> [Provided text]:
Yes, it's possible and legal, but there's a lot of evidence in the US that people are not using their time off. You say you would think time-off would be a reward, but in some company cultures, you can be punished for taking too much. You would have to determine if that is a risk in your situation or not.

It seems your current reward system suffers from a lack of proportion or perception of being able to make it. There's a chance you could put in 10% more work for 1% more pay. Most people would like a little more of a guarantee. The company may not be in a position to make any promises. We all know more work can be done but have no additional revenue to show for it. Are you really going to work 10% harder for a quarter just to get an extra day or two off? Then there is the long-term burn-out factor. What's the point of an extra day off if it barely allows you to recover from the extra work?

> [Information supplied]:
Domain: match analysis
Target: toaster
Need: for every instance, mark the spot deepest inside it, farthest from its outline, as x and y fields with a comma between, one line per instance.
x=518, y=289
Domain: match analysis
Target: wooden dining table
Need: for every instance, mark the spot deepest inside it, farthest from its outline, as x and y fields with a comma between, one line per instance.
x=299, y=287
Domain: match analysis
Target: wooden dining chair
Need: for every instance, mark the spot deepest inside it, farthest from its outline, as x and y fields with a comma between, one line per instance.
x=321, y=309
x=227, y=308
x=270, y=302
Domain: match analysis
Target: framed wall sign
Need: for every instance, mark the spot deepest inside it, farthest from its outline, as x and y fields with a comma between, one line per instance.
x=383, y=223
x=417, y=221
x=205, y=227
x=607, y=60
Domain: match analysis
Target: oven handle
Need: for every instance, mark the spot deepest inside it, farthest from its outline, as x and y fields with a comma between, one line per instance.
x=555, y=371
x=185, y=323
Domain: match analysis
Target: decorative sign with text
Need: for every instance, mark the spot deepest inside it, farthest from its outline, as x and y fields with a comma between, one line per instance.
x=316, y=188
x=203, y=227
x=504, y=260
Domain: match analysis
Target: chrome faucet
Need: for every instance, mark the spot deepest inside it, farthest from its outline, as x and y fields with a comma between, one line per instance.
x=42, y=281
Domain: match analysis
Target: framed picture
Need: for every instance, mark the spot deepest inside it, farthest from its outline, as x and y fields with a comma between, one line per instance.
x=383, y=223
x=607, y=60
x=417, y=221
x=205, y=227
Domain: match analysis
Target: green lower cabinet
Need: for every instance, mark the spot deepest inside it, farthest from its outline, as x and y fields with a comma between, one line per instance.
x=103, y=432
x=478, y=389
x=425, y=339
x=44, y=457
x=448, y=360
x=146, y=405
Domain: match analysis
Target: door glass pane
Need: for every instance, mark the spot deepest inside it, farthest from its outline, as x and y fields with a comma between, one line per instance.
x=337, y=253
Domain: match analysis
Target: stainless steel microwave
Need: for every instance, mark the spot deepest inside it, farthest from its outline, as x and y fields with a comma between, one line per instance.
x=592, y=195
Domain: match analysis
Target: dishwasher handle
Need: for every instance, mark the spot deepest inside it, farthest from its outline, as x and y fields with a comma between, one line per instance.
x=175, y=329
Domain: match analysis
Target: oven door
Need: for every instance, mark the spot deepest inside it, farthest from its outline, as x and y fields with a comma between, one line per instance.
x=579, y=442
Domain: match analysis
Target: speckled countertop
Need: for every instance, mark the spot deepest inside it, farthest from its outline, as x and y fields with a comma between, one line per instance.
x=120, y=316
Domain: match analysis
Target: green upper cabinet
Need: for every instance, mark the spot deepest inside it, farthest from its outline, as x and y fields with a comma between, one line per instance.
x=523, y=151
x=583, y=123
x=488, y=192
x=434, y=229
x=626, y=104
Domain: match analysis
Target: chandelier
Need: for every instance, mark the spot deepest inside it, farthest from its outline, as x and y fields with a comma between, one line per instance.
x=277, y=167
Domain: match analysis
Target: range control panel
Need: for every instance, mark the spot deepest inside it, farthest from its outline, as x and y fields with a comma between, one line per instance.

> [To-do list]:
1 – In the passage on time off as a reward, how much more pay might 10% more work bring?
2 – Count the lines of the listing that contain the string "green", with case counting, and give only the number.
The passage and the listing have no connection to each other.

> [Answers by task]:
1 – 1% more pay.

2 – 2